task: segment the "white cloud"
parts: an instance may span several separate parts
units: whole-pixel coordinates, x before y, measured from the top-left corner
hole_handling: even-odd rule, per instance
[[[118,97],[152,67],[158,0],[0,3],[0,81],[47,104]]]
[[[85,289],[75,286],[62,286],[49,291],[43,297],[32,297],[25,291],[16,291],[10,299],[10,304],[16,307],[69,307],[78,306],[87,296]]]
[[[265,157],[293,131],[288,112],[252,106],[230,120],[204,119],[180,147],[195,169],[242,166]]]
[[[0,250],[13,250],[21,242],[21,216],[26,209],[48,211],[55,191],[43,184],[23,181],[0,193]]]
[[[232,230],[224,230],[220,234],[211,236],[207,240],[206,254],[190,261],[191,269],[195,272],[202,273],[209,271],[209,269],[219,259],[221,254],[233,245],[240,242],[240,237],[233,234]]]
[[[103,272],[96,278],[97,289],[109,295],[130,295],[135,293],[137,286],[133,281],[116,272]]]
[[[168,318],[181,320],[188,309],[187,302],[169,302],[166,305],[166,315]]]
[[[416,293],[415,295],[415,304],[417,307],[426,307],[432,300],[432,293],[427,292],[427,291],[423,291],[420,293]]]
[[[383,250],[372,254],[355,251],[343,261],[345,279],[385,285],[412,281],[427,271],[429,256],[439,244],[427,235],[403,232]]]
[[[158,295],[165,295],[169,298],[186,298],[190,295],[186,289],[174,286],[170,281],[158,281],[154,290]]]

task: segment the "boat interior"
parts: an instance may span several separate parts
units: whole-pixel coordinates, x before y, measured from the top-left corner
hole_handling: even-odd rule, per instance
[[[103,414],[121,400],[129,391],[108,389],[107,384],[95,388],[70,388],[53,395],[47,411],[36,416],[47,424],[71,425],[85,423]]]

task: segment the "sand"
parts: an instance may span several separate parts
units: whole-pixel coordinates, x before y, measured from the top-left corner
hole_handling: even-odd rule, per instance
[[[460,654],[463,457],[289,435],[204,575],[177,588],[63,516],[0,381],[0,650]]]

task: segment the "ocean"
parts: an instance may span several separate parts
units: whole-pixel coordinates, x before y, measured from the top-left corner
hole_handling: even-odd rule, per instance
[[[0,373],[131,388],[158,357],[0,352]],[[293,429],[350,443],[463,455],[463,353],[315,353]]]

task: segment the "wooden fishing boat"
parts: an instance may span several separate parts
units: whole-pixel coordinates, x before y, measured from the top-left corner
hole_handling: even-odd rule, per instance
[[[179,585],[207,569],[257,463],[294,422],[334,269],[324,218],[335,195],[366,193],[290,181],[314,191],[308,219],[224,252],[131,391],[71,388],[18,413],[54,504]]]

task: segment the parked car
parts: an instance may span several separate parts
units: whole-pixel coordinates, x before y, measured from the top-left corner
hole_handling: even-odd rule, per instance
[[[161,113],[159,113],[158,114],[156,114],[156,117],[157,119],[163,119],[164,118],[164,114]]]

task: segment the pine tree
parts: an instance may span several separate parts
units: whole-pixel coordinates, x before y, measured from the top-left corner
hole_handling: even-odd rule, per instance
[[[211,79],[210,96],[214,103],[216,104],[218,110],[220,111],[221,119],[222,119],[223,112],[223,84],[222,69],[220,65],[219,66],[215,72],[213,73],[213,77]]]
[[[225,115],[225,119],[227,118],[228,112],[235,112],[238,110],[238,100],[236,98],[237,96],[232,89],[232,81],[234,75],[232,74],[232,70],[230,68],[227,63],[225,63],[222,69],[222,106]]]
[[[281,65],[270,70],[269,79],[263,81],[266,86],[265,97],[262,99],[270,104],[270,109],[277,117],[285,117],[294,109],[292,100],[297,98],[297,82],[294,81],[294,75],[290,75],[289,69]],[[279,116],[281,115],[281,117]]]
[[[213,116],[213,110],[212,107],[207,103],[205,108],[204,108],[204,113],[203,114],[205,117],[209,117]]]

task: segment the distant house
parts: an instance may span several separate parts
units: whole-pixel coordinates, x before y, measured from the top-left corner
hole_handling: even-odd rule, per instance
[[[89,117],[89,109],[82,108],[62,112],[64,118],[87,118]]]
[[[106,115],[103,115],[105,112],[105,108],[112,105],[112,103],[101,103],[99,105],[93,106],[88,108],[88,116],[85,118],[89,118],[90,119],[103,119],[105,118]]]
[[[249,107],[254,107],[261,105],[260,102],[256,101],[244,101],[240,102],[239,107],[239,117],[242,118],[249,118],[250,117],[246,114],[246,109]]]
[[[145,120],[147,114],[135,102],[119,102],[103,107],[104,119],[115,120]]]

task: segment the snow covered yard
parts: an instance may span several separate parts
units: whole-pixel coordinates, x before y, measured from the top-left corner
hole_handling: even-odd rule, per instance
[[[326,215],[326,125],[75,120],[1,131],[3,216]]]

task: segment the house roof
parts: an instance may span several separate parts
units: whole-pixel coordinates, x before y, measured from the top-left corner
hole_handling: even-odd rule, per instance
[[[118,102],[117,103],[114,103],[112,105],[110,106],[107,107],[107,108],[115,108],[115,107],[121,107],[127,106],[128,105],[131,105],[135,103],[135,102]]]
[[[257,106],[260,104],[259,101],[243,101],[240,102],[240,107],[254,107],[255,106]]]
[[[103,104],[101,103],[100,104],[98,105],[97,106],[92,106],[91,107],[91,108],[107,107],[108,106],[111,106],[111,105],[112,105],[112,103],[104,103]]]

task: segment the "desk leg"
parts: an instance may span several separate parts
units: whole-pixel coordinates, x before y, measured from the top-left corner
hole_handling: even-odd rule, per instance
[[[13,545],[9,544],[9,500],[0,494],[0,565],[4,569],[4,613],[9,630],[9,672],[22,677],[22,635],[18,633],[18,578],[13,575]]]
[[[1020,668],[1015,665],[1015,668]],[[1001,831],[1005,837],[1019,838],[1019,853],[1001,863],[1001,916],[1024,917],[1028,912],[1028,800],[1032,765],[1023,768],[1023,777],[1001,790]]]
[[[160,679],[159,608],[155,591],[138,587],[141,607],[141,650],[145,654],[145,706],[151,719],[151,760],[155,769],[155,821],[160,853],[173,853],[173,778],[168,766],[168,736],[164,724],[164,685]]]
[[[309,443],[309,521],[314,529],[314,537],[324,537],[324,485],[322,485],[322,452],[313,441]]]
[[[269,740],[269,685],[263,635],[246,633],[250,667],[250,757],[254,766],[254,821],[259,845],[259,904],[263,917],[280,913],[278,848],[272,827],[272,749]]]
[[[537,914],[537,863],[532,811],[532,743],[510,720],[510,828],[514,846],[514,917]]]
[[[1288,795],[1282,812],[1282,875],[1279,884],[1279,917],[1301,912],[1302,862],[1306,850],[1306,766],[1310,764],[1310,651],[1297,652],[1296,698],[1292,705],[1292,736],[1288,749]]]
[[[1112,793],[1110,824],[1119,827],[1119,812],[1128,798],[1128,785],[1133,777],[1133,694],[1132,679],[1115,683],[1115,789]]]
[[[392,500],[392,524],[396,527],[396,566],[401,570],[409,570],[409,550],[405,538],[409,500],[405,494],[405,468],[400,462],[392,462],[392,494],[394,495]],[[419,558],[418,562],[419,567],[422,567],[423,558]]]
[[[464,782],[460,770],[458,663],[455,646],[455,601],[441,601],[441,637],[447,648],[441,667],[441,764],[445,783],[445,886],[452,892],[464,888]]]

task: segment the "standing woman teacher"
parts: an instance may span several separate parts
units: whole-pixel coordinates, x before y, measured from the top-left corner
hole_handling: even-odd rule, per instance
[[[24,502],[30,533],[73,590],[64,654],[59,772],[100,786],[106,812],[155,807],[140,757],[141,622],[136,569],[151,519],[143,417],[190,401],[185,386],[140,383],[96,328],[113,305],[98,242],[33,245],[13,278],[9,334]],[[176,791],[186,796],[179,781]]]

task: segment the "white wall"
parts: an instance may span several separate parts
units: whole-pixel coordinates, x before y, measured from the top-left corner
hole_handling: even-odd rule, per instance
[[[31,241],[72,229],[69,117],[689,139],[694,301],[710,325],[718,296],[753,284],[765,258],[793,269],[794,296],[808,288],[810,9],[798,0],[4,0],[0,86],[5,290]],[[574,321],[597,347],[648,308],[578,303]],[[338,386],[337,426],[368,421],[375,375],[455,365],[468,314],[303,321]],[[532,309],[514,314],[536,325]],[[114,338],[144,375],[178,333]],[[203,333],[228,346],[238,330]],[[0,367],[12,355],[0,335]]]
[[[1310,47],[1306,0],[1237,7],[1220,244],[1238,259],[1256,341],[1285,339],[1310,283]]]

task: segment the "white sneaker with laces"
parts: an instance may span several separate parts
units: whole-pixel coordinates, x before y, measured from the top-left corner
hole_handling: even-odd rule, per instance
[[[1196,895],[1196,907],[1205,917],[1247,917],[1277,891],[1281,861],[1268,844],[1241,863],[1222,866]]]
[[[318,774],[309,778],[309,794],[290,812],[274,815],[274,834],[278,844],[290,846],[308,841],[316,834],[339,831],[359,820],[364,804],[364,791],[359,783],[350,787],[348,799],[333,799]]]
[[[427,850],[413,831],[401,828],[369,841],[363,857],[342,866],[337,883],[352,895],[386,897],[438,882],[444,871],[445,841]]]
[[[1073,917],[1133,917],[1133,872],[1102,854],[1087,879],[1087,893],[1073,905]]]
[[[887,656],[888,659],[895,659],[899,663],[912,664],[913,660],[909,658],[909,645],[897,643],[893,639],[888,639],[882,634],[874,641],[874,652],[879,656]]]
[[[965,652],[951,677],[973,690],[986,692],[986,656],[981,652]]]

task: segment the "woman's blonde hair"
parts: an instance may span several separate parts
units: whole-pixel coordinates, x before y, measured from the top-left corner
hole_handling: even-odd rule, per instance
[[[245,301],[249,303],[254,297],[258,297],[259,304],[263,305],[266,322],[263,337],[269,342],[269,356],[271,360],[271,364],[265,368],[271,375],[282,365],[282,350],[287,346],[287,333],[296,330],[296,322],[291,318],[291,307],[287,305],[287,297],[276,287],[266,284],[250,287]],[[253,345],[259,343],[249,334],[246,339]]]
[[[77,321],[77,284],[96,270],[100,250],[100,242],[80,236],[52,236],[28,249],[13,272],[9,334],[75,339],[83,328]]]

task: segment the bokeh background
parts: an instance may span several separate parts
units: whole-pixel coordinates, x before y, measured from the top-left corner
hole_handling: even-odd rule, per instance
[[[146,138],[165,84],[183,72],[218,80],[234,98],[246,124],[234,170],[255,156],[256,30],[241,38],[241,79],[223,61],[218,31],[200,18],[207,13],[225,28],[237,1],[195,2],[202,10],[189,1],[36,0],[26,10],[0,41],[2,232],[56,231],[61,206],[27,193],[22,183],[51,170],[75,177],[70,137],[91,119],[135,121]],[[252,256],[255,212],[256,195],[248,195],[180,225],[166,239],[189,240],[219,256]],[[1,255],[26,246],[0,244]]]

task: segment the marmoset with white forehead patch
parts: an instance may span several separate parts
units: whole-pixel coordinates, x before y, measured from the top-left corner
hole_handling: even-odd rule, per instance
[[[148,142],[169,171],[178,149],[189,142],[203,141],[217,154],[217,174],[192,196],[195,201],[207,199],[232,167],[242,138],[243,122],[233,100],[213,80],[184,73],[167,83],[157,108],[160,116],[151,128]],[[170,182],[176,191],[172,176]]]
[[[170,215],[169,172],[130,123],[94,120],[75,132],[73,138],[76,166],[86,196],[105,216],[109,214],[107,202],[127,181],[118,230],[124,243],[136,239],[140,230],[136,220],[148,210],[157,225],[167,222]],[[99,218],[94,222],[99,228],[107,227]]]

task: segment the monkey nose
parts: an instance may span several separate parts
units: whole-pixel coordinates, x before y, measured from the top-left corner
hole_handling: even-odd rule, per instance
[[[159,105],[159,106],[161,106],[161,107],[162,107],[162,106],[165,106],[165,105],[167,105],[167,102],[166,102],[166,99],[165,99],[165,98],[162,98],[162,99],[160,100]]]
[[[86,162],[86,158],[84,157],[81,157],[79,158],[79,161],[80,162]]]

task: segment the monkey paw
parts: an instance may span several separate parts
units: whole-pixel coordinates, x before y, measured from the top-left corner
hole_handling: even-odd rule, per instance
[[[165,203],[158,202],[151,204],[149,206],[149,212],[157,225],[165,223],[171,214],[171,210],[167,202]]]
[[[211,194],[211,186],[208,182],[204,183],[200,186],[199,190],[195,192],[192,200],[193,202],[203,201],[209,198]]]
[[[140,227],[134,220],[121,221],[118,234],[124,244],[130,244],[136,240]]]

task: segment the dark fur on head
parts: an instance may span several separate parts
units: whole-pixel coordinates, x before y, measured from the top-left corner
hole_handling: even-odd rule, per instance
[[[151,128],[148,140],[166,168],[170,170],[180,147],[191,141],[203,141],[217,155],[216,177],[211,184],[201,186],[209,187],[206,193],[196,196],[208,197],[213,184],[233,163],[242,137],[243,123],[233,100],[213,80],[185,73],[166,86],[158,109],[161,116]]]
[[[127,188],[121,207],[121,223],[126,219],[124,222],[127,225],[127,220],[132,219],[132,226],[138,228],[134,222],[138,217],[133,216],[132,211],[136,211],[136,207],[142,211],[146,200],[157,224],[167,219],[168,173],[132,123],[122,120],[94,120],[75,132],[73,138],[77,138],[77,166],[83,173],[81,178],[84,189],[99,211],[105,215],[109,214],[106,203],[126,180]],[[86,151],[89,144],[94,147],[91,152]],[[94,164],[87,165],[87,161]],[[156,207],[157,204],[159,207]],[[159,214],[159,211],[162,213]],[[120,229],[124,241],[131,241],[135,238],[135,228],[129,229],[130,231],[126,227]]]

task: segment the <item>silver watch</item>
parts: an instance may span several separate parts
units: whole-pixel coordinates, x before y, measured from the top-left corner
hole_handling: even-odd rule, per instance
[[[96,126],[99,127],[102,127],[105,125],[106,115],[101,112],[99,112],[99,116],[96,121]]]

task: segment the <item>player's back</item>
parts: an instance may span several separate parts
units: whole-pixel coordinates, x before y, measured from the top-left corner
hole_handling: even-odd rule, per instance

- - - - -

◆ **ÉNONCÉ DE L'EXERCICE**: Reproduisez à l'identique la partie des lignes qui commence à la ligne contenant « task: segment the <item>silver watch</item> » et se termine à la fin des lignes, ces deux bornes comprises.

◆ **CORRIGÉ DE L'EXERCICE**:
task: segment the <item>silver watch</item>
parts: an instance may span several separate parts
units: whole-pixel coordinates, x before y, measured from the top-left corner
hole_handling: even-odd rule, per instance
[[[96,126],[99,127],[102,127],[105,125],[106,115],[101,112],[99,112],[99,116],[96,121]]]

task: segment the <item>player's back</item>
parts: an instance may span several separate parts
units: whole-pixel coordinates, x before y, measured from the top-left corner
hole_handling: even-odd rule, per instance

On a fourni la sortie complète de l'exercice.